- WHAT THIS TASK INVOLVES -
Tally the lines in the data below that contain the string "kale", treating uppercase and lowercase as different, and reply with only that number.

[Stored data entries]
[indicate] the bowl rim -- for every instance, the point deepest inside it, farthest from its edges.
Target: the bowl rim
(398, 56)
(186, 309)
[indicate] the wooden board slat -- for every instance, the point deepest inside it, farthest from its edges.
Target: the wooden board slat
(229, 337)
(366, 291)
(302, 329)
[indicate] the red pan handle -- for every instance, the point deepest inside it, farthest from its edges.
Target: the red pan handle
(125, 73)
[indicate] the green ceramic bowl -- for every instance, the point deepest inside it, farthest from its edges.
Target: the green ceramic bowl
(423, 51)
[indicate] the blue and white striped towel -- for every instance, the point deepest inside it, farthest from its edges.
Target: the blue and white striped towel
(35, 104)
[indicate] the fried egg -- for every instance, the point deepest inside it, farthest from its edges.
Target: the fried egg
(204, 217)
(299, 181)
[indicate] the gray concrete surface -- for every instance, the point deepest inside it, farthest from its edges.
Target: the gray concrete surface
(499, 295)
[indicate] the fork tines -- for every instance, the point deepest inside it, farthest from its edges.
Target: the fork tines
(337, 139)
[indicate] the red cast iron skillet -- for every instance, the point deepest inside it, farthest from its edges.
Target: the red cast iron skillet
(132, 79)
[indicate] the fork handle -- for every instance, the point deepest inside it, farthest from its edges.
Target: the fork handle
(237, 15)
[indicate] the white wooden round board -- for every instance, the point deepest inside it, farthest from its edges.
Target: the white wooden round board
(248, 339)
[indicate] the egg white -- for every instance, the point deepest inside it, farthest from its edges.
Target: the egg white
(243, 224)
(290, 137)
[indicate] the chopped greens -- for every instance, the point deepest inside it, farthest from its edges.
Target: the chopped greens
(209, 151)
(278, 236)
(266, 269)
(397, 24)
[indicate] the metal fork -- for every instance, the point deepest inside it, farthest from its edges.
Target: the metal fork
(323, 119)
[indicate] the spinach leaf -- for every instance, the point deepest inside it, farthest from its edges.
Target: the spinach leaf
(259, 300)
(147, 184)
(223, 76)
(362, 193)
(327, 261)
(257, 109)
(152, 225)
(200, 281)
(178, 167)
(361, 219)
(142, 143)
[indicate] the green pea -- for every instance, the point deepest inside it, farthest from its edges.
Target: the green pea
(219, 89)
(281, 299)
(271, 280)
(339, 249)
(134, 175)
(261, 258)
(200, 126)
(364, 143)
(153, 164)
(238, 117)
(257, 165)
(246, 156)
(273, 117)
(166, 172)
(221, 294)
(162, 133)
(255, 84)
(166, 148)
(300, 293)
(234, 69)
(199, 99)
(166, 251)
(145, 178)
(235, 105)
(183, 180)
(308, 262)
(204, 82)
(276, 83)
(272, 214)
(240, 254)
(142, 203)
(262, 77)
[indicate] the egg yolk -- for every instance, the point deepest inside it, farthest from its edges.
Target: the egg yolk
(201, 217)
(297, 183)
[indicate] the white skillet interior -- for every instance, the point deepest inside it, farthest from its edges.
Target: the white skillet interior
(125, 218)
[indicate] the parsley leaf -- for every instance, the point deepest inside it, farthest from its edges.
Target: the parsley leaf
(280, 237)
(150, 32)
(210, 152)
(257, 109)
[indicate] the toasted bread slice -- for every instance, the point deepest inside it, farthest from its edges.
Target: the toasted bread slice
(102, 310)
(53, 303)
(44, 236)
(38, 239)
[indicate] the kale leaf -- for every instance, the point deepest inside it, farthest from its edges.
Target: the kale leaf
* * *
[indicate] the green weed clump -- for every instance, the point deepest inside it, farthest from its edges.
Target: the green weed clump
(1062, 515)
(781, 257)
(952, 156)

- RESPONSE BELOW -
2